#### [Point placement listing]
-- -- --

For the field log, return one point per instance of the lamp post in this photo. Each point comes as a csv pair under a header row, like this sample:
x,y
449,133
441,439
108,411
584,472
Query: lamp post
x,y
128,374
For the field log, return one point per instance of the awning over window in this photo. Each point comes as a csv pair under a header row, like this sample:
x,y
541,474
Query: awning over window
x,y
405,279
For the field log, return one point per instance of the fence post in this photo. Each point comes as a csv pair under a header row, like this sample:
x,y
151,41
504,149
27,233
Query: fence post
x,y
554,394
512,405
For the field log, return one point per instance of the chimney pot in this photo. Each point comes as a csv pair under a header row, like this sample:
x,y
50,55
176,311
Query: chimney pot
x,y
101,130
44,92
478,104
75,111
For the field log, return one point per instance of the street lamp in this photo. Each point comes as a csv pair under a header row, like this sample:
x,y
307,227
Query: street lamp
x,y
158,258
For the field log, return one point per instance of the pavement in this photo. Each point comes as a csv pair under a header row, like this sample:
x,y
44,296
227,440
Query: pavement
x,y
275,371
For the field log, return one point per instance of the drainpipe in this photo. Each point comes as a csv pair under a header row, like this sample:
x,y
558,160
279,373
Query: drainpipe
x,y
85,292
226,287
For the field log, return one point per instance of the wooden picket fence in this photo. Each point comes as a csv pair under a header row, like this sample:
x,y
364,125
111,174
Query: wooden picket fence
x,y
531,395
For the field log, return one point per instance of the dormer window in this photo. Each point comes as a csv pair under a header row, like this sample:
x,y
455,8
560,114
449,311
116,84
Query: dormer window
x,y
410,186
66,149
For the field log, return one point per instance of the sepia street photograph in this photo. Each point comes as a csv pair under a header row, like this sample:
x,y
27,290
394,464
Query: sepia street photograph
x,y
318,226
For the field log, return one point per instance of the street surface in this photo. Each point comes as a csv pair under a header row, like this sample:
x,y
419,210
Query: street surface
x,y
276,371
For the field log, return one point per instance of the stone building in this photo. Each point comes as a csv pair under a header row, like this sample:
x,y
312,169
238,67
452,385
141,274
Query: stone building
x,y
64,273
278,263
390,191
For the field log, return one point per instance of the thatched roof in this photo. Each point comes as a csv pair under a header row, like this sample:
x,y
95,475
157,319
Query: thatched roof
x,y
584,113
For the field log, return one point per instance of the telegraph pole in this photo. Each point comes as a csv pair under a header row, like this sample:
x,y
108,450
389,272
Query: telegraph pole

-- -- --

#### [PROBLEM STATEMENT]
Copy every line of the listing above, word for word and without changes.

#### [SOLUTION FOR THIS EXERCISE]
For the field log, return one point per instance of the lamp post in this photo. Each point comes as a csv pair under a header row, like this sample:
x,y
449,133
441,439
108,411
584,472
Query: lamp post
x,y
128,374
For the field log, return one point per instance of the awning over window in this photo. Each point comes as a csv pair under a header row, like this sample:
x,y
541,474
Query: awning over window
x,y
405,279
For the field log, return one point per instance of the fence post in this photo. Each point comes as a csv pair under a header row, like this sample:
x,y
151,41
504,149
27,233
Query: fence post
x,y
554,394
512,405
For the field log, return one point per instance of the chimney pot in this photo. Each point comes as a csv pair under a header row, like this sample:
x,y
50,55
176,311
Query: chimney pot
x,y
101,130
44,92
478,104
75,111
For the field log, return one point per instance of the street lamp in this photo. Each point comes as a csv pair under a header row, like this sample:
x,y
307,227
Query: street lamp
x,y
158,258
For the field log, return one point per instance of the pavement in this photo. Each point comes as a csv pair under a header row, like this sample:
x,y
44,296
227,440
Query: pavement
x,y
275,371
For the field log, return one point per instance of the drainpipe in this photo. Each point comes as a csv pair under a header row, like this sample:
x,y
558,160
279,373
Query: drainpipe
x,y
85,292
226,287
For the field log, return one point per instance of the wooden picket fence in this photo. Each point comes as a csv pair under a header row, like this sample:
x,y
364,125
111,174
Query: wooden picket fence
x,y
531,395
For the field log, return one point per instance of the dormer window in this photo. Each point comes as a csv pair under a header row, like this sample:
x,y
455,8
560,114
449,311
116,84
Query: dormer window
x,y
410,186
66,149
For the field log, return one point per instance of the sepia street photograph in this photo. Each point comes as a csv pair under a header row, like this sample:
x,y
27,290
394,464
Query: sepia street photograph
x,y
318,226
For the field log, return one point per instance of the street surface in this photo. Each point comes as a csv pair under a header row, like this sample:
x,y
419,210
Query: street surface
x,y
276,371
For the field log, return one point per instance of the stone building in this photo. Each point comes as a csv pair under a header row, like this sample:
x,y
312,169
238,67
452,385
141,274
Query: stone building
x,y
64,273
278,263
390,191
For the field log, return one point per instance of the thatched roof in this photo. Each point comes as a csv pair under a header row, like this sample:
x,y
95,475
157,319
Query: thatched roof
x,y
584,113
For the field log, return one point per instance of the telegraph pole in this photo. Each point comes as a csv pair under a header row, like this sample:
x,y
108,450
389,272
Query: telegraph pole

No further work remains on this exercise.